- **What you should do**
Pick each line containing the word "pole" out of the data below.

[Referring expression data]

• • • • • • •

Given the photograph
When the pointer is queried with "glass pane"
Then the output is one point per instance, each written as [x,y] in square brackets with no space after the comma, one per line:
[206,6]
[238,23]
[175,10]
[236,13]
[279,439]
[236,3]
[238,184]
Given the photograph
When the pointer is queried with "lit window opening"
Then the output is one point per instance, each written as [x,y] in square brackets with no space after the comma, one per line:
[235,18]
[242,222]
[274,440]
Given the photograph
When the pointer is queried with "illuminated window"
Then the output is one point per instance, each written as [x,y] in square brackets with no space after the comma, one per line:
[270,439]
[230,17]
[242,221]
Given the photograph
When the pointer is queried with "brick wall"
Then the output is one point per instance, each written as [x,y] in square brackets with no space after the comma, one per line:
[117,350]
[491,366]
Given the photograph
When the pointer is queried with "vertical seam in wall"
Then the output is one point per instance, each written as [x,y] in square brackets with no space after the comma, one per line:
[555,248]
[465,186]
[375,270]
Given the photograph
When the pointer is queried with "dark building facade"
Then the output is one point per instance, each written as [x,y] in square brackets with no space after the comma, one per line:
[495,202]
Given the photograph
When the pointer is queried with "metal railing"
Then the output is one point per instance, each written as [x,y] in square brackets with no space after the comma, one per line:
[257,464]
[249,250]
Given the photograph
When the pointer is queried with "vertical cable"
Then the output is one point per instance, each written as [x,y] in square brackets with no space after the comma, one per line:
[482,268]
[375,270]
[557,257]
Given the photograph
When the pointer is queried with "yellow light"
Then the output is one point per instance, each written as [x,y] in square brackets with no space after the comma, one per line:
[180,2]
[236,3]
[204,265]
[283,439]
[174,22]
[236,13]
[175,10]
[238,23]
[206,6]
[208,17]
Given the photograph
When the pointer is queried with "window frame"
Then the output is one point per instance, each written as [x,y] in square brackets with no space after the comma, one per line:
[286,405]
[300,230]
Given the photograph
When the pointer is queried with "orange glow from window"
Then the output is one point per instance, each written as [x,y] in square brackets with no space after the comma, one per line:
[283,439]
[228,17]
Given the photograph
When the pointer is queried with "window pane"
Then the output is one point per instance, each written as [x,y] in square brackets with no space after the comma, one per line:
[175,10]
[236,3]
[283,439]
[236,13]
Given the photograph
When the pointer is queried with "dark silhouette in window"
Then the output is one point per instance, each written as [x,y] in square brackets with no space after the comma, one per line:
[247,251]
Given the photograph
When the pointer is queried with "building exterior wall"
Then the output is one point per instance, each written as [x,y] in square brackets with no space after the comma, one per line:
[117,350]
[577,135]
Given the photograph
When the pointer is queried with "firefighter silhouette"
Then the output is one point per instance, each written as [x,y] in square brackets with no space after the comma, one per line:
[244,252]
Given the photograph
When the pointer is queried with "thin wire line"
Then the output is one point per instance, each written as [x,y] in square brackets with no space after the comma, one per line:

• • • • • • •

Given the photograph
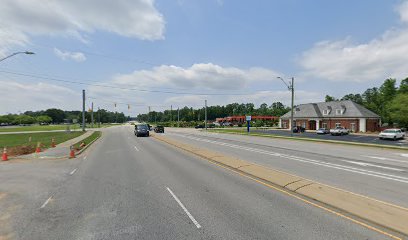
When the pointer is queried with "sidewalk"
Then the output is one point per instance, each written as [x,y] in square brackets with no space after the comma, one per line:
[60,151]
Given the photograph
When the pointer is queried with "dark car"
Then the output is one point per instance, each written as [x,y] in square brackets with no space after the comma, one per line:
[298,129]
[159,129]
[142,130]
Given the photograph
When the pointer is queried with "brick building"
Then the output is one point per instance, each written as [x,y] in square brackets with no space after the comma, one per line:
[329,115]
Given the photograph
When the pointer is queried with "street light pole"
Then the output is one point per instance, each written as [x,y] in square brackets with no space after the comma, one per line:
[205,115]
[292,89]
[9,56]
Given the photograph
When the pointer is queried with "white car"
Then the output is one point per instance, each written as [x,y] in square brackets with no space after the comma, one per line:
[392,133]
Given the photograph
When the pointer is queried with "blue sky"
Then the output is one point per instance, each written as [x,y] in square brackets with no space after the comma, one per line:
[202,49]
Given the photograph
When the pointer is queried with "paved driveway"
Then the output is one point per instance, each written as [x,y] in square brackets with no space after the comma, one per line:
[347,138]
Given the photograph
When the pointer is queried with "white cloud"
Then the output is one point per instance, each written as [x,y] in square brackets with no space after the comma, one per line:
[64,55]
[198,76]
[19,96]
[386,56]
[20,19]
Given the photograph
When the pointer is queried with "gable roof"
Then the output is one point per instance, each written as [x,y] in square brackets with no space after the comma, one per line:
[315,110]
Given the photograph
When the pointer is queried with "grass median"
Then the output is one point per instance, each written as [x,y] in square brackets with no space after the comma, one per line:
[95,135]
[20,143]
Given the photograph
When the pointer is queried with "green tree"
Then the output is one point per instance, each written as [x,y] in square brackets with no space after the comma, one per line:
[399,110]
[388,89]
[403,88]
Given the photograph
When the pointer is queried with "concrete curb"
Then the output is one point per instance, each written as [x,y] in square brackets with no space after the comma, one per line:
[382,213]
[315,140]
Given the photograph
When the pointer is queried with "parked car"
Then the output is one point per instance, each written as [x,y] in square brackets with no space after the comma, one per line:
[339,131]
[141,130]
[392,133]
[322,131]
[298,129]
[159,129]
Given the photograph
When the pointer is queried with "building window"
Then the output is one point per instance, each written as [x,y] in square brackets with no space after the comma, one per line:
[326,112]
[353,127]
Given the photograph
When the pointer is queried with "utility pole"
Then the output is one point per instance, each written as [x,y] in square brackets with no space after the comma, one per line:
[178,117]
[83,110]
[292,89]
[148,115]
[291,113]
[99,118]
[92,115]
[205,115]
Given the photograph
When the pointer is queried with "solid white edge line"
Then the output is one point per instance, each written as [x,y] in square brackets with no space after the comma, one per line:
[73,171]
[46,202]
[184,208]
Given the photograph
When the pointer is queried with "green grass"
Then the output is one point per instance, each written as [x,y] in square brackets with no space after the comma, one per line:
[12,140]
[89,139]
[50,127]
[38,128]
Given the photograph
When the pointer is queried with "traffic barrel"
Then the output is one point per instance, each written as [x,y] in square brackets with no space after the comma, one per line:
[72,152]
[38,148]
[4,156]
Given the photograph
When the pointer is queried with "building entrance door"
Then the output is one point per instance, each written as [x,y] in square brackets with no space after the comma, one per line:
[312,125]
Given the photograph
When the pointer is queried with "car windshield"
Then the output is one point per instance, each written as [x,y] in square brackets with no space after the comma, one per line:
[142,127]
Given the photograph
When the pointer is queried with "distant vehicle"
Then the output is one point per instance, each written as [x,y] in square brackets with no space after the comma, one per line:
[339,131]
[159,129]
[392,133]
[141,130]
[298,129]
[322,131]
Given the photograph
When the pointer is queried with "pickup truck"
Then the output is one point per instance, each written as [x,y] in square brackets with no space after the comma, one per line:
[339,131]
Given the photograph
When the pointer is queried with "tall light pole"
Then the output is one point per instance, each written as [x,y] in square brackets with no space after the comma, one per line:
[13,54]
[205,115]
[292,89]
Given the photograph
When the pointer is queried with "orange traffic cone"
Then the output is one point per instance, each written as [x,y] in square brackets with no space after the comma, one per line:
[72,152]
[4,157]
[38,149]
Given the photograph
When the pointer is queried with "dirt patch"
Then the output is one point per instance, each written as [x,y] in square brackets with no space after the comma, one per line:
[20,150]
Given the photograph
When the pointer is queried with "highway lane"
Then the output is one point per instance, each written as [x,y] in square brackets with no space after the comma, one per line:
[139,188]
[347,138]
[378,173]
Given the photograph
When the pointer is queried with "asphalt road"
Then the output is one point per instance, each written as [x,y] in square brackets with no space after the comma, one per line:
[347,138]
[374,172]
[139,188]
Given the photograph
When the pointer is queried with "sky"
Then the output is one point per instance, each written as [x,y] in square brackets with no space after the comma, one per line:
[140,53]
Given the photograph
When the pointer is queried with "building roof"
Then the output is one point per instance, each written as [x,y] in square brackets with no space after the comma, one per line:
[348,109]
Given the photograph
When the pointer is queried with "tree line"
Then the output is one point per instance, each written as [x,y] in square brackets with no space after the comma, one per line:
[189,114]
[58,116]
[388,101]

• • • • • • •

- **Output for this exercise**
When the pointer is queried with "street light pole"
When the pointer is queried with "utility pole"
When the pointer is queried with "tall light pole"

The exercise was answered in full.